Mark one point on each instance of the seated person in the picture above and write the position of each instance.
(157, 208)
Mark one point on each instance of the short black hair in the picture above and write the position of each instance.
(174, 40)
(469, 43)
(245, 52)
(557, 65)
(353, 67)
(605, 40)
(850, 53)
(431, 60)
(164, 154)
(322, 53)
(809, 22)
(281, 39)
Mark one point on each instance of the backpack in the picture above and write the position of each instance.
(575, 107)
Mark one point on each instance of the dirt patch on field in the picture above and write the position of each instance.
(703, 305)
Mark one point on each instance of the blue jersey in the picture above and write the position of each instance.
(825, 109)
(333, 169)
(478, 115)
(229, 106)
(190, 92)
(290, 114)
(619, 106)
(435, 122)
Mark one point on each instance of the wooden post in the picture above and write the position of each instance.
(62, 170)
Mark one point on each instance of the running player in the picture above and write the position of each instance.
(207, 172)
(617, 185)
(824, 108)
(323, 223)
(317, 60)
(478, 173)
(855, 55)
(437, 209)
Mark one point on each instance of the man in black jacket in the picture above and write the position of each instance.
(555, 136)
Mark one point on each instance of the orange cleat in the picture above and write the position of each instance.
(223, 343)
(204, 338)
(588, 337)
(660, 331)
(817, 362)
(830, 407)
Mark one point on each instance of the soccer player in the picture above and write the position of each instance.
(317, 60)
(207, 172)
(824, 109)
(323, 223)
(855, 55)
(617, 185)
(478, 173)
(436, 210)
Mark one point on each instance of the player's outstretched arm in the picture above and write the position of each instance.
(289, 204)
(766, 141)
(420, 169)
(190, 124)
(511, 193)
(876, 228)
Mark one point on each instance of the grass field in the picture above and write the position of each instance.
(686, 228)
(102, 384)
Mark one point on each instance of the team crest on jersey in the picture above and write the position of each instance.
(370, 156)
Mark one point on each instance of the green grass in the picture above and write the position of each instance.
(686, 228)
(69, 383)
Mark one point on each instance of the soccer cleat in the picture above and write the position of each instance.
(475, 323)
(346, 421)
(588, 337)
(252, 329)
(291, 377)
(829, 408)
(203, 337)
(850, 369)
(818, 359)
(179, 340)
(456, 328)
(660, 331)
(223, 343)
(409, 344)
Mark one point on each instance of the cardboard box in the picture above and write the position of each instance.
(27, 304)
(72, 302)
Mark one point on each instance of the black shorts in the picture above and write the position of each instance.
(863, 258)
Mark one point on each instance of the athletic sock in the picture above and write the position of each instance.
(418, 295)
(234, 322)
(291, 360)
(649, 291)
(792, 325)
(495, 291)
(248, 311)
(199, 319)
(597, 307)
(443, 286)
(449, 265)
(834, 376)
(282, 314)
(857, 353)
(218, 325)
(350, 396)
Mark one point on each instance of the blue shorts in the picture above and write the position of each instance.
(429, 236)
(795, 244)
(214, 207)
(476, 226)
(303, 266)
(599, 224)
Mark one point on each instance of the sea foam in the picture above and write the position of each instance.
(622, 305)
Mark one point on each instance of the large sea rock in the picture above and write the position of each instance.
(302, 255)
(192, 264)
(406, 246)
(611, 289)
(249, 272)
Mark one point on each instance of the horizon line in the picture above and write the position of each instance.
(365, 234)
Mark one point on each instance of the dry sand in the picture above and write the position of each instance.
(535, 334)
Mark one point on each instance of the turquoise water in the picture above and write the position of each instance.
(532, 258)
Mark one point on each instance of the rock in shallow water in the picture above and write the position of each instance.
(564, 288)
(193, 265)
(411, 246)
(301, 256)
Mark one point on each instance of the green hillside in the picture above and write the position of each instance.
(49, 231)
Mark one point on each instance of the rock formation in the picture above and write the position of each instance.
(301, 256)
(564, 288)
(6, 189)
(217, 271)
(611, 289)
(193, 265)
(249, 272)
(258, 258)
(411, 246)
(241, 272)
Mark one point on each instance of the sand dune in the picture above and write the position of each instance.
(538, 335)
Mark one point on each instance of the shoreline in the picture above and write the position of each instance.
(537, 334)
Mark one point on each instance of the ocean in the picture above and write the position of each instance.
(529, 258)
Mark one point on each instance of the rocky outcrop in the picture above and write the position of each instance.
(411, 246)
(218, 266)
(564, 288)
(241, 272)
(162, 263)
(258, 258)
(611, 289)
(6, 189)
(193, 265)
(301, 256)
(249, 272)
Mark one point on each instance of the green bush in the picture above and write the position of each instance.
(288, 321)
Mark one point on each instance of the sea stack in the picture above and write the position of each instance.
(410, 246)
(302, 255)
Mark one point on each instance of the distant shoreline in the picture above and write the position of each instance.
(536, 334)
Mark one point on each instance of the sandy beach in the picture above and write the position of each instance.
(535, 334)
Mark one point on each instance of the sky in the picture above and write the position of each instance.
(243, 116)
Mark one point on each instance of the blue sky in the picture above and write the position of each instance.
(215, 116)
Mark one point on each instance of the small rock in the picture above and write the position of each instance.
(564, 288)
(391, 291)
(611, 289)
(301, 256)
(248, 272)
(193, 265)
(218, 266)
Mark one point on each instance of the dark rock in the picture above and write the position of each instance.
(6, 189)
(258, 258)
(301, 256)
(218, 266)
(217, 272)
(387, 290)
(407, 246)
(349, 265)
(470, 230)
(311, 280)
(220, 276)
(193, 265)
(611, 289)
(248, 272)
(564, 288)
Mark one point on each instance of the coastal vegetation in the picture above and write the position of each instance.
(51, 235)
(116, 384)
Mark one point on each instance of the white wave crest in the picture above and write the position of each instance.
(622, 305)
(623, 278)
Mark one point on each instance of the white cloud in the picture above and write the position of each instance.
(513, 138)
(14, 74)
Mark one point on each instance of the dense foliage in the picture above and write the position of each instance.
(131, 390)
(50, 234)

***

[What you will do]
In full and verbatim, transcribe the data.

[Written response]
Mark one point on each instance of the seated person in the picture above and write the position of each instance.
(157, 208)
Mark one point on each instance of the short black hair in the picture above and write the position of each instance.
(174, 40)
(469, 43)
(245, 52)
(557, 65)
(353, 67)
(605, 40)
(850, 53)
(431, 60)
(164, 154)
(322, 53)
(809, 22)
(281, 39)
Mark one point on each instance of the backpack in the picture above and write the position of each instance.
(575, 107)
Mark one point on each instance of the dirt patch on field in the picture above and write the position of each instance.
(703, 305)
Mark one point on each instance of the blue jersey in the picture above and write the position of each instance.
(825, 109)
(333, 169)
(478, 115)
(229, 106)
(190, 92)
(290, 114)
(619, 106)
(435, 122)
Mark one point on each instance of the wooden post in the picture above and write the position of each instance.
(62, 170)
Mark one point on each instance of the running player in the picture above and write the position of each instance.
(207, 172)
(617, 185)
(824, 108)
(323, 223)
(317, 60)
(478, 173)
(855, 55)
(437, 209)
Mark one point on each instance of the man in black jacket in the picture above and write the position of each instance.
(555, 136)
Mark one point on each instance of the orange cleat in the picture above and write the position of each instance.
(223, 343)
(204, 338)
(588, 337)
(660, 331)
(817, 362)
(830, 407)
Mark one point on each instance of the soccer player in the picture above and write the position of each instance.
(317, 60)
(207, 172)
(824, 109)
(323, 223)
(855, 55)
(617, 185)
(478, 173)
(436, 210)
Mark one point on each instance of the player's outstretched arm in the picture above and write the position of each instance.
(289, 204)
(766, 141)
(420, 169)
(190, 124)
(511, 193)
(876, 228)
Mark one point on each instance of the grass field in the picture above and write the position of each instance.
(686, 228)
(102, 384)
Mark one point on each instance of the team crest on jersey in the picture above and write the position of each instance.
(370, 156)
Mark one point on each instance of the green grass in the picture above and write the position of each instance.
(686, 228)
(69, 383)
Mark one point on each instance of the soccer cleat in the picture above and write the position of each instance.
(475, 323)
(346, 421)
(588, 337)
(252, 329)
(291, 377)
(829, 408)
(203, 337)
(850, 369)
(818, 359)
(179, 340)
(456, 328)
(660, 331)
(223, 343)
(409, 344)
Mark one point on each instance of the cardboard box in the picture above and write the position of each instance.
(27, 304)
(72, 302)
Mark one point on each instance of the black shorts in the picture above and write the position of each instance.
(863, 258)
Mark one point on each instance of the athletic sock in the picture above and write the position of each instance.
(418, 295)
(234, 322)
(291, 360)
(649, 291)
(792, 325)
(495, 291)
(248, 311)
(199, 319)
(597, 307)
(443, 286)
(449, 265)
(834, 376)
(282, 314)
(857, 353)
(218, 325)
(350, 396)
Mark one point on each instance of the blue shorts in the picture above and write the position of each instance.
(429, 236)
(795, 244)
(214, 207)
(476, 226)
(303, 266)
(599, 224)
Mark one point on each instance of the sea foam in the picture above and write the position of each instance.
(622, 305)
Mark one point on each instance of the large sea rock in the picture above and write the position of each instance.
(302, 255)
(192, 264)
(406, 246)
(611, 289)
(249, 272)
Mark one point on each instance of the horizon line in the picture above and write the position of each instance.
(365, 234)
Mark one point on each instance of the dry sand in the picture above and write the position of each instance.
(535, 334)
Mark one point on each instance of the turquoise water in the picture above and write the position of each instance.
(532, 258)
Mark one point on each instance of the rock in shallow water in the picture above and write the position of each instance.
(564, 288)
(193, 265)
(411, 246)
(301, 256)
Mark one point on each instance of the green hillside in the picture above and write the position of each instance.
(49, 231)
Mark one point on each instance of the rock formation in the picture above and write the position of each instance.
(301, 256)
(564, 288)
(6, 189)
(217, 271)
(611, 289)
(193, 265)
(249, 272)
(258, 258)
(411, 246)
(241, 272)
Mark one point on each instance of the sand dune in the picture above and write the position of each instance.
(538, 335)
Mark one point on each instance of the shoreline in the picture above and write the position of each instance.
(537, 334)
Mark one point on each instance of the ocean in the picture above and write the position of each instance.
(529, 258)
Mark one point on each instance of the rocky outcrop in the picture above and write the position of each instance.
(411, 246)
(218, 266)
(564, 288)
(241, 272)
(162, 263)
(258, 258)
(611, 289)
(6, 189)
(193, 265)
(301, 256)
(249, 272)
Mark one point on each instance of the green bush in the picture above and write the position of each instance.
(288, 321)
Mark one point on each instance of the sea stack in the picture above and write the position of each instance.
(410, 246)
(302, 255)
Mark one point on each instance of the distant shoreline in the picture above and write the position of each instance.
(536, 334)
Mark one point on each instance of the sandy beach in the picture above and write the position of each instance.
(535, 334)
Mark one point on each instance of the sky in the picture above and write the position of each instance.
(243, 116)
Mark one point on each instance of the blue sky in the picture above and write the position of each instance.
(215, 116)
Mark one point on each instance of the small rock in the picture above and write the position of each instance.
(564, 288)
(391, 291)
(611, 289)
(301, 256)
(248, 272)
(193, 265)
(218, 266)
Mark one point on each instance of the dark rock in the picture above and write the position of each instance.
(6, 189)
(258, 258)
(301, 256)
(218, 266)
(217, 272)
(387, 290)
(407, 246)
(349, 265)
(470, 230)
(311, 280)
(220, 276)
(193, 265)
(611, 289)
(248, 272)
(564, 288)
Mark one point on each instance of the coastal vegetation in the picture above and write the position of each instance.
(51, 235)
(116, 384)
Mark one point on each instance of the white wave crest in the picture above and write the position of each instance.
(622, 305)
(623, 278)
Mark one point on each instance of the white cloud in the picture above and write the position of each instance.
(513, 138)
(14, 74)
Mark one point on each instance of the dense foliage in the picture above and write the position of each instance.
(131, 390)
(50, 234)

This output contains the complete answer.